Work order:
Every single entry needs to appear again exactly as given.

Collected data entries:

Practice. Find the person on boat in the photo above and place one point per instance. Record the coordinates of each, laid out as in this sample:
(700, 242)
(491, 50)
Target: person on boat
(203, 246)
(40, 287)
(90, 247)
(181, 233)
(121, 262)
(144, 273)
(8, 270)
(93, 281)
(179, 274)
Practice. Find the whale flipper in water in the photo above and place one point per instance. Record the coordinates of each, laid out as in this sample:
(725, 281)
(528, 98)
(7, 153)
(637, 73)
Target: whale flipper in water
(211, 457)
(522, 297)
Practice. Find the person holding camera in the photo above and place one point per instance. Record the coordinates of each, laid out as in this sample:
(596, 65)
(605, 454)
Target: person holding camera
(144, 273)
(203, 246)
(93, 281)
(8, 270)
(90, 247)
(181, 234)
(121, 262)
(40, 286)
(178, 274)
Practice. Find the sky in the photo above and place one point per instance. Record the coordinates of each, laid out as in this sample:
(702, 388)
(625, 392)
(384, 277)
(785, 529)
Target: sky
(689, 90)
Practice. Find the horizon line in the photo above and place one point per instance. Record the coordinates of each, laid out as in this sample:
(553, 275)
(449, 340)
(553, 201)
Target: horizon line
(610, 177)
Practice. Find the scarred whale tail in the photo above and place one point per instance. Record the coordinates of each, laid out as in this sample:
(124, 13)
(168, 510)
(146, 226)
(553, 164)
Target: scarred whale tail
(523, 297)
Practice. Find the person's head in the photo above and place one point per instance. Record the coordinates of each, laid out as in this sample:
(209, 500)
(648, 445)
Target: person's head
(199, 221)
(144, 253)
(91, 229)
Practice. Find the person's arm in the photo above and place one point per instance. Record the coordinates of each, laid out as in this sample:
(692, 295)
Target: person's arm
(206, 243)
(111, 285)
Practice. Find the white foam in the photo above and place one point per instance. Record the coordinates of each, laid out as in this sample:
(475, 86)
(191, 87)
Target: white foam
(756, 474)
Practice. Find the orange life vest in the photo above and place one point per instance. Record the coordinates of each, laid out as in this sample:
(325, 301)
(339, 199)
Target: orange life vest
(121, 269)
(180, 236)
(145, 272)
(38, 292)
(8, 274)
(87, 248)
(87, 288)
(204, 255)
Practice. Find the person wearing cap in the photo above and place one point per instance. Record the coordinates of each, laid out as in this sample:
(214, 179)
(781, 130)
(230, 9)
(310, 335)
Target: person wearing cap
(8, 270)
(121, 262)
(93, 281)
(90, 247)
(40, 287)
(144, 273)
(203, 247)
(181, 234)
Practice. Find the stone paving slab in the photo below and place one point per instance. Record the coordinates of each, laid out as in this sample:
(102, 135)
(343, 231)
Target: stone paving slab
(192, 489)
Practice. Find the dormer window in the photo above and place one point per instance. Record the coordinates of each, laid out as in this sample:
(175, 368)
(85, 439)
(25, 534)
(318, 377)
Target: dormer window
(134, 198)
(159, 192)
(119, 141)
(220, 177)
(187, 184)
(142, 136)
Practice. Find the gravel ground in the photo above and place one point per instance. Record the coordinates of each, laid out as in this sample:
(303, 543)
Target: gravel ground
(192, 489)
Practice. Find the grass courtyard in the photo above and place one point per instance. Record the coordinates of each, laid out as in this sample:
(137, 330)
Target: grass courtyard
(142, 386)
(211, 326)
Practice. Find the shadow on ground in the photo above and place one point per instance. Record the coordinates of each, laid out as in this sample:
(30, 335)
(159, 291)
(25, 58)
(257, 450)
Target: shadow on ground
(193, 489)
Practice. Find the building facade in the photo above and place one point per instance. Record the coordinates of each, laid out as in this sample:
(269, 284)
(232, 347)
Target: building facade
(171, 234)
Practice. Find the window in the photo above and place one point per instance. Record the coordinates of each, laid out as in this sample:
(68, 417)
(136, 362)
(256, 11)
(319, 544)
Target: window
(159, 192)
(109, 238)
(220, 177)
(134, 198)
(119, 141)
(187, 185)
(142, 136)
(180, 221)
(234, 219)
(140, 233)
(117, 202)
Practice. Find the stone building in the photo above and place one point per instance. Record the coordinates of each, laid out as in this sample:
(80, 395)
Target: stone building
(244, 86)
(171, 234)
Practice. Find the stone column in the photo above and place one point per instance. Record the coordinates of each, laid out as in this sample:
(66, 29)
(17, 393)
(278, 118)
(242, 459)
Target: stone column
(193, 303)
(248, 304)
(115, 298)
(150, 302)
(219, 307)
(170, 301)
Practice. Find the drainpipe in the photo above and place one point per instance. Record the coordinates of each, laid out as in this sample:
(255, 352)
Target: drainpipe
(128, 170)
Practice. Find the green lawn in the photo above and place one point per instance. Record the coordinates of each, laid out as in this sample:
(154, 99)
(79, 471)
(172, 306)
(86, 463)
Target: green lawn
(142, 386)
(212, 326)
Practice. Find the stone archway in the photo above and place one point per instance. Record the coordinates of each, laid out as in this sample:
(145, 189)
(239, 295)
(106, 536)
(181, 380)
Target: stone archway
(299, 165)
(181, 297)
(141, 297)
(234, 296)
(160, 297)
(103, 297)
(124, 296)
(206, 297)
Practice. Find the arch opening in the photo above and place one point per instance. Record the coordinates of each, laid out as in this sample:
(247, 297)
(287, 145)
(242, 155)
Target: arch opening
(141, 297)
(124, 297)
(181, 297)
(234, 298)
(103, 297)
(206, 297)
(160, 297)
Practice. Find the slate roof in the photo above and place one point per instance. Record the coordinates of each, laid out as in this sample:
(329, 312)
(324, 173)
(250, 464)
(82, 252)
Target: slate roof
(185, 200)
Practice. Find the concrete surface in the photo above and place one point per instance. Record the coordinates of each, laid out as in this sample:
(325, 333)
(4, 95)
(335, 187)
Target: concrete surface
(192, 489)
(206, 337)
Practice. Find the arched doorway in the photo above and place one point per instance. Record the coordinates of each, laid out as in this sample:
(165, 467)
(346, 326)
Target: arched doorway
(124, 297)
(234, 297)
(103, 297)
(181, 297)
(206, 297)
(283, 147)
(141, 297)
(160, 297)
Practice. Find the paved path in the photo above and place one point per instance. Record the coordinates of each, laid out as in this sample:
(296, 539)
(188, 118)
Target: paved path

Completed task:
Practice. Find the person on boat in the photo above and place one point per instance. Record the coordinates of each, laid out as in this sample:
(700, 242)
(491, 50)
Target: person on boat
(203, 246)
(40, 287)
(90, 247)
(181, 233)
(121, 262)
(144, 273)
(8, 270)
(93, 281)
(179, 274)
Practice. Find the whale flipper in water in the photo above and place one point per instance. Record the coordinates of each, laid out as in this sample:
(725, 281)
(528, 98)
(7, 153)
(637, 73)
Target: whale flipper in water
(211, 457)
(522, 297)
Practice. Find the person holding camera in the photo above and place one point per instance. Record the coordinates of each, laid out as in this sample:
(596, 65)
(605, 454)
Target: person holding camera
(144, 273)
(203, 246)
(93, 281)
(8, 270)
(90, 247)
(181, 234)
(121, 262)
(40, 286)
(178, 274)
Practice. Find the sky in the photo above and place one point per instance. Record the coordinates of each, laid out as in this sample:
(702, 388)
(625, 392)
(384, 277)
(785, 529)
Target: sky
(689, 90)
Practice. Find the horizon line in the photo above and place one point per instance. Record the coordinates of each, laid out as in this sample:
(553, 275)
(449, 340)
(553, 201)
Target: horizon line
(610, 177)
Practice. Find the scarred whale tail in the photo above and place one point per instance. Record the coordinates of each, laid out as in this sample:
(124, 13)
(168, 510)
(146, 226)
(553, 164)
Target: scarred whale tail
(523, 297)
Practice. Find the person's head in the photo above and place one point per instance. Record the coordinates of each, laid out as in this sample:
(209, 500)
(648, 445)
Target: person's head
(199, 221)
(144, 253)
(91, 229)
Practice. Find the person's arm in the photo above and place one point per instance. Record the coordinates of each, laid out as in this sample:
(692, 295)
Target: person's arm
(206, 243)
(111, 285)
Practice. Find the white foam in the photo above and place one point per instance. Record the coordinates of each, laid out as in this sample:
(475, 86)
(191, 87)
Target: white foam
(756, 474)
Practice. Find the orange life vest in the photo above and place one point per instance. Record the coordinates of each, laid out as in this sample:
(325, 301)
(339, 199)
Target: orange life vest
(121, 269)
(180, 236)
(145, 272)
(38, 292)
(8, 274)
(87, 248)
(87, 288)
(204, 255)
Practice. Find the person wearing cap in the photo above and place one point per instance. Record the coordinates of each, laid out as in this sample:
(214, 179)
(781, 130)
(230, 9)
(310, 335)
Target: person wearing cap
(8, 270)
(121, 262)
(93, 281)
(90, 247)
(40, 287)
(144, 273)
(203, 247)
(181, 234)
Practice. Find the stone paving slab in the photo below and place one point per instance. Record the coordinates of each, laid out as in this sample:
(102, 135)
(343, 231)
Target: stone paving slab
(192, 489)
Practice. Find the dormer window in the photo above and place one point per instance. Record the coordinates of each, laid out as in this sample:
(175, 368)
(85, 439)
(25, 534)
(318, 377)
Target: dormer window
(134, 198)
(159, 192)
(119, 141)
(220, 177)
(187, 184)
(142, 136)
Practice. Find the gravel ground in the photo above and place one point per instance. Record the coordinates of each, laid out as in this sample:
(303, 543)
Target: gravel ground
(192, 489)
Practice. Find the grass courtyard in the photo above and place one point per instance. Record the coordinates of each, laid out as in this sample:
(137, 330)
Target: grass courtyard
(142, 386)
(211, 326)
Practice. Find the shadow on ground in the photo above and place one point per instance. Record the coordinates of each, laid out as in this sample:
(30, 335)
(159, 291)
(25, 58)
(257, 450)
Target: shadow on ground
(193, 489)
Practice. Find the building facade in the photo above and place one point per instance. Record the coordinates of each, laid out as in this sample:
(269, 284)
(232, 347)
Target: building facade
(171, 234)
Practice. Find the window in the photo above and place one point per instance. Record the coordinates of each, laid out as in this sample:
(68, 417)
(136, 362)
(256, 11)
(319, 544)
Target: window
(159, 192)
(109, 238)
(220, 177)
(134, 198)
(119, 141)
(187, 185)
(142, 136)
(180, 221)
(234, 219)
(140, 233)
(117, 202)
Practice. Find the stone building in the photo above and place one point per instance. Record the coordinates of each, laid out as in this sample:
(80, 395)
Target: stone building
(244, 86)
(171, 234)
Practice. Find the stone column in the photo above and place one point per instance. Record the coordinates of each, laid out as in this sample:
(66, 29)
(17, 393)
(278, 118)
(242, 459)
Target: stone column
(193, 303)
(248, 304)
(115, 298)
(150, 302)
(219, 307)
(170, 301)
Practice. Find the drainpipe in the photo above and place one point per instance. Record the coordinates of each, laid out as in this sample:
(255, 352)
Target: drainpipe
(128, 170)
Practice. Find the green lawn in the photo above and place one point per instance. Record the coordinates of each, laid out as in this sample:
(154, 99)
(79, 471)
(172, 306)
(86, 463)
Target: green lawn
(142, 386)
(212, 326)
Practice. Find the stone archway in the photo above and place one point per instance. Record the coordinates of each, laid out as in this sample:
(145, 189)
(239, 295)
(106, 536)
(181, 380)
Target: stone archway
(299, 165)
(181, 297)
(141, 297)
(234, 296)
(160, 297)
(103, 297)
(124, 296)
(206, 297)
Practice. Find the arch opening in the photo above and place one point per instance. Record the coordinates of each, laid out as in this sample:
(247, 297)
(287, 145)
(242, 155)
Target: arch opening
(141, 297)
(124, 297)
(181, 297)
(234, 298)
(103, 297)
(206, 297)
(160, 297)
Practice. Find the slate roof in the photo above and place one point per instance. Record the coordinates of each, laid out as in this sample:
(329, 312)
(324, 173)
(250, 464)
(82, 252)
Target: slate roof
(185, 200)
Practice. Find the concrete surface in the photo above and place one point per instance. Record the coordinates of each, laid out as in this sample:
(325, 333)
(4, 95)
(335, 187)
Target: concrete surface
(192, 489)
(206, 337)
Practice. Find the arched doorway in the photo above and place one point per instance. Record the coordinates of each, laid out as in this sample:
(165, 467)
(346, 326)
Target: arched doorway
(124, 297)
(234, 297)
(103, 297)
(181, 297)
(206, 297)
(283, 147)
(141, 297)
(160, 297)
Practice. Find the paved path in the photo above and place one point per instance. Record the coordinates of each, laid out as in this sample:
(296, 539)
(188, 118)
Target: paved path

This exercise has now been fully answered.